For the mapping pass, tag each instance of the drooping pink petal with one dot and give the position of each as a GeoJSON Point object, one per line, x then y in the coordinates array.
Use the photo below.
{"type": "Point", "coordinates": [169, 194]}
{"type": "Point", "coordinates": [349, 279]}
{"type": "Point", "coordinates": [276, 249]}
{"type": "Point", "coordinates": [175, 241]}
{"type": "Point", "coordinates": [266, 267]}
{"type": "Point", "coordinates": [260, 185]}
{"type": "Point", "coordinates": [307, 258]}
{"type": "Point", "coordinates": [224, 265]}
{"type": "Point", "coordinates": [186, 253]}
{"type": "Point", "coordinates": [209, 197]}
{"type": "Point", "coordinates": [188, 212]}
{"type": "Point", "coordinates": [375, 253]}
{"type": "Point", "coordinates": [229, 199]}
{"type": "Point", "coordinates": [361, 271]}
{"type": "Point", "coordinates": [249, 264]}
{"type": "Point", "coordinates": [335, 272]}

● ● ● ● ●

__What to produce__.
The records above need to be written out once more, exactly.

__Output for this task__.
For the mapping pass, tag each instance of the drooping pink petal with one dot and give the position of each as a GeoJSON Point object, one per line, x then y in the coordinates array.
Use the photo below.
{"type": "Point", "coordinates": [169, 194]}
{"type": "Point", "coordinates": [349, 279]}
{"type": "Point", "coordinates": [276, 249]}
{"type": "Point", "coordinates": [175, 241]}
{"type": "Point", "coordinates": [266, 267]}
{"type": "Point", "coordinates": [260, 185]}
{"type": "Point", "coordinates": [307, 258]}
{"type": "Point", "coordinates": [224, 265]}
{"type": "Point", "coordinates": [186, 253]}
{"type": "Point", "coordinates": [209, 197]}
{"type": "Point", "coordinates": [188, 212]}
{"type": "Point", "coordinates": [375, 253]}
{"type": "Point", "coordinates": [229, 199]}
{"type": "Point", "coordinates": [361, 271]}
{"type": "Point", "coordinates": [249, 264]}
{"type": "Point", "coordinates": [335, 272]}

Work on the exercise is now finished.